EXERCISE DATA —
====

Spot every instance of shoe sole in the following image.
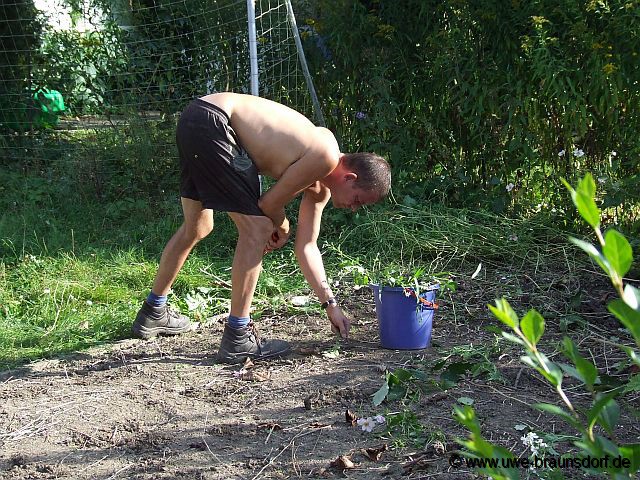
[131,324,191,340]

====

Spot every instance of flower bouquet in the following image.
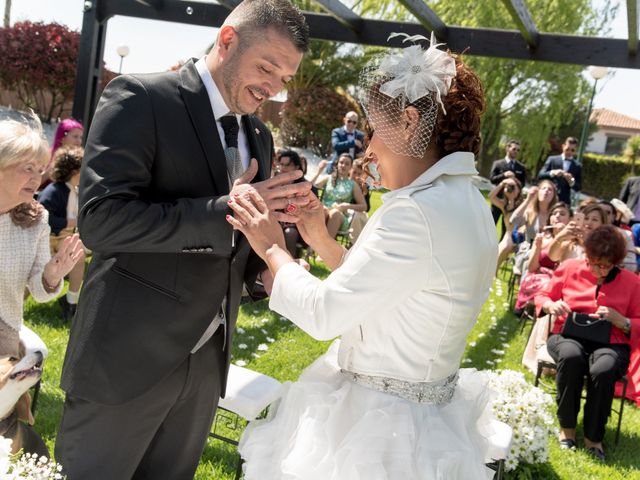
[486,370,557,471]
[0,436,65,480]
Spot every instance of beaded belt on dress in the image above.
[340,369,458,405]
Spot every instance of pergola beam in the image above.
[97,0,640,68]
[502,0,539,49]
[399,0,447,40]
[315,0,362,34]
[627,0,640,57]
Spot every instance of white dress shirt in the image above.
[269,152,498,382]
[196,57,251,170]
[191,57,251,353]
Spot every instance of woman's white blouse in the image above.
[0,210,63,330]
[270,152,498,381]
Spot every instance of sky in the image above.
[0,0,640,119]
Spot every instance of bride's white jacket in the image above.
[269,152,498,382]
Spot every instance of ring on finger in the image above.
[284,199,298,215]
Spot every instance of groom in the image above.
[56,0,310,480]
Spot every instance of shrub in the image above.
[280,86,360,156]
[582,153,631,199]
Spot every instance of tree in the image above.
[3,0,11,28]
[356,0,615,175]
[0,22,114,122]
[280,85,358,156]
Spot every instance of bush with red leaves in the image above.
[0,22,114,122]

====

GIVEN EXERCISE —
Return, word for word, the lines that begin at the one containing "Spot every instance of shoe" and end after the one containing "[131,324,191,340]", and leave the picture out of your answer.

THE SOLUTION —
Spot every instance of shoe sole in the following image.
[131,324,191,340]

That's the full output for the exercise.